## [SELECTED PASSAGE]
GEHR: What do you mean by “screwed up in the head”? Was it like Catch-22?

GROSS: Not from the army; I had pressure from my family. “Ah, get a job. What are you doing?” That type of stuff. And so I got an accounting job. I think I lasted six months and then my father needed me for tax season. So I could do more cartooning because I didn’t have solid hours since I was working for my father. My wife and I saved up enough money and got married. And she said, “You gotta give it a shot, a real serious shot.” Because a lot of people, they want to draw cartoons for a living but they never really give it a shot.

GEHR: How did you go about getting established as a cartoonist?

GROSS: We’d saved up enough money to live for a year without making a sale. She was working for the New York State Department of Labor, getting people jobs, and she wanted to be a writer. We decided that my market was in Europe, since I’d already been published there. My cartoons travel pretty well. So we set everything up in Darmstadt near the publisher of my first book. I got a car and we’d periodically go to Paris. My wife spoke passable French, and we would go from magazine to magazine. I sold filler cartoons to Periscope, which was the French TV Guide. Another guy had an office right across the street from the Élysée Palace. He was a little man with a gray suit and he had two magazines: one called Les Rires, or “laughter,” and another called Fou Rire, “foolish laughter.” There was a cartoon on each page like in the old Army Laughs or Broadway Laughs. He’d sit there and go through my stuff, putting what he wanted in a pile, and then he’d count it up. He’d pay me twenty francs each, which was the equivalent of five bucks, and he would buy ten or fifteen of them at a time. I would get 200 or 250 francs, which was pretty good. My hotel was four dollars in those days. I learned I could get up in the morning and draw. I also found out that I could go to your office, and you could look at my stuff and give it all back to me, and I wouldn’t be devastated. You’d be surprised how many people, even now at The New Yorker, won’t go in to see Bob Mankoff. They’ll just leave stuff in the pile outside his office. So although I was very far from being wildly successful, I could function. We were there for a year in 1961-62 and went back periodically.

GEHR: What happened when you got back to the USA?

GROSS: I just started submitting stuff. If it was tax season, I would work for my father. One of my first steady-ish jobs was with a Brooklyn card company called CharmCraft. They paid me $35 for ideas. I made $985 and change my first year back. As the old gag goes, Who gave you the change? Everybody!

GEHR: What were the first magazines you worked for?

GROSS: Just to show you how stupid or naïve one can be when they start out in this business: In Writer’s & Artist’s Yearbook and Writer’s Digest, the rate list was $10 to $300 dollars for a cartoon. So I sent cartoons to Dude, Gent, Men’s Action, that type of magazine. But I would start out with The New Yorker, always. Somebody sent me to Rascal when I came back from Europe, so I figure anyone with my sterling, fantastic talent, they are going to look at my stuff and say, “Give this boy $300.” And lo and behold, when the check came in it was for $10. I was getting smarter, though, and I soon realized that the range was pure hogwash. I asked the editor of Rascal, “Does anyone ever get more than $10.” He said, “Yeah, we pay Bill Ward $12.50 because he does more lines – he does cross-hatching.”

## [REQUIRED ACTIONS]
A. Using the interview, decide whether each statement agrees with it: (i) the couple saved enough money to live for a year without making a sale; (ii) the man with the office across from the Élysée Palace paid fifty francs per cartoon; (iii) CharmCraft was a card company in Brooklyn. Answer yes or no for each and quote the words that decide it.
B. Rewrite the records starting at the line containing "Where can the clear" and ending at the line containing "point(879, 538)", with "clear plastic bottle" changed to "transparent plastic bottle" and everything else left the same.

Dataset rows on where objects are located
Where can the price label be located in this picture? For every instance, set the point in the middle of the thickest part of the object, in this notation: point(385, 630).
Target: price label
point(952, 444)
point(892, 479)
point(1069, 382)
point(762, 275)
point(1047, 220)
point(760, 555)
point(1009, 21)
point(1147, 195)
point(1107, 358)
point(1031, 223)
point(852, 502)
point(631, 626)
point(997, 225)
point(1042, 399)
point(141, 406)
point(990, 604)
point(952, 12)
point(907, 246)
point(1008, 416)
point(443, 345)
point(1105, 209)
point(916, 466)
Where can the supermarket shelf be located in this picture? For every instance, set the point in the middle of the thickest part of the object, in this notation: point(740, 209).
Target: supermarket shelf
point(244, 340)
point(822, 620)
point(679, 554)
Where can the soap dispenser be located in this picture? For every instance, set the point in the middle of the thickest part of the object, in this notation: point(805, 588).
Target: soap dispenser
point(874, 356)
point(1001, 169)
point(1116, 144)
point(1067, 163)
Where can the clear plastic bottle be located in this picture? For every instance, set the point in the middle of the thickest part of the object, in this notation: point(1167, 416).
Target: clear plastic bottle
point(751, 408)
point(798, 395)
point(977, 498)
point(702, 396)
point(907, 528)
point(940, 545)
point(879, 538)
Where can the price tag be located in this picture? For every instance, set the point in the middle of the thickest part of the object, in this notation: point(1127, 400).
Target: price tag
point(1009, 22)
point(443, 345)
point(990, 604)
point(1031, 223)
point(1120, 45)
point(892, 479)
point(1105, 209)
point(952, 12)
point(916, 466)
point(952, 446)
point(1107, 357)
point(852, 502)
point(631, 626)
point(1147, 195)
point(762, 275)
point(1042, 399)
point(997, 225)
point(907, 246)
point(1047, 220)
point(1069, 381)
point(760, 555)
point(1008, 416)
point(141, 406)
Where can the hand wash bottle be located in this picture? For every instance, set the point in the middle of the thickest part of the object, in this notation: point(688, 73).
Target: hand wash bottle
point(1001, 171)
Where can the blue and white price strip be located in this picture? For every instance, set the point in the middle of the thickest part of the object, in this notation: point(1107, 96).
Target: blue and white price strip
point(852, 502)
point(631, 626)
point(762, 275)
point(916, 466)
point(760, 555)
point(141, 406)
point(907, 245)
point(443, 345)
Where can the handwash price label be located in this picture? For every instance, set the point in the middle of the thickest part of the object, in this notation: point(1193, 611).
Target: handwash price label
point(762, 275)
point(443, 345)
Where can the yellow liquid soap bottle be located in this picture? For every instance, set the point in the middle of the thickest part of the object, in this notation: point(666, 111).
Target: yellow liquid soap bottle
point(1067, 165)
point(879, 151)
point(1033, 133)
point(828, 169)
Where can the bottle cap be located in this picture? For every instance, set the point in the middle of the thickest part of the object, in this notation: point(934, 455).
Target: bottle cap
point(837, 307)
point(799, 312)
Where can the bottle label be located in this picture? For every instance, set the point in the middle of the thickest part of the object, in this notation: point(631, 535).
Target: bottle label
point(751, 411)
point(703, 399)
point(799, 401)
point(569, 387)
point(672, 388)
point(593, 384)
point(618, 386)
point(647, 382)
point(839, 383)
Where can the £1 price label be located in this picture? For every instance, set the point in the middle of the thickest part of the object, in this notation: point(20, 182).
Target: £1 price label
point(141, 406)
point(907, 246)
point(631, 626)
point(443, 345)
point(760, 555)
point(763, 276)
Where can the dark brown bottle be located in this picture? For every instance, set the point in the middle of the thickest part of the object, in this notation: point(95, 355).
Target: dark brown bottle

## [RESULTS OF THE EXERCISE]
A.
(i) Yes: "We’d saved up enough money to live for a year without making a sale."
(ii) No: "He’d pay me twenty francs each"
(iii) Yes: "a Brooklyn card company called CharmCraft"

B.
Where can the transparent plastic bottle be located in this picture? For every instance, set the point in the middle of the thickest part of the object, in this notation: point(1167, 416).
Target: transparent plastic bottle
point(751, 408)
point(798, 395)
point(977, 498)
point(702, 396)
point(907, 528)
point(940, 545)
point(879, 538)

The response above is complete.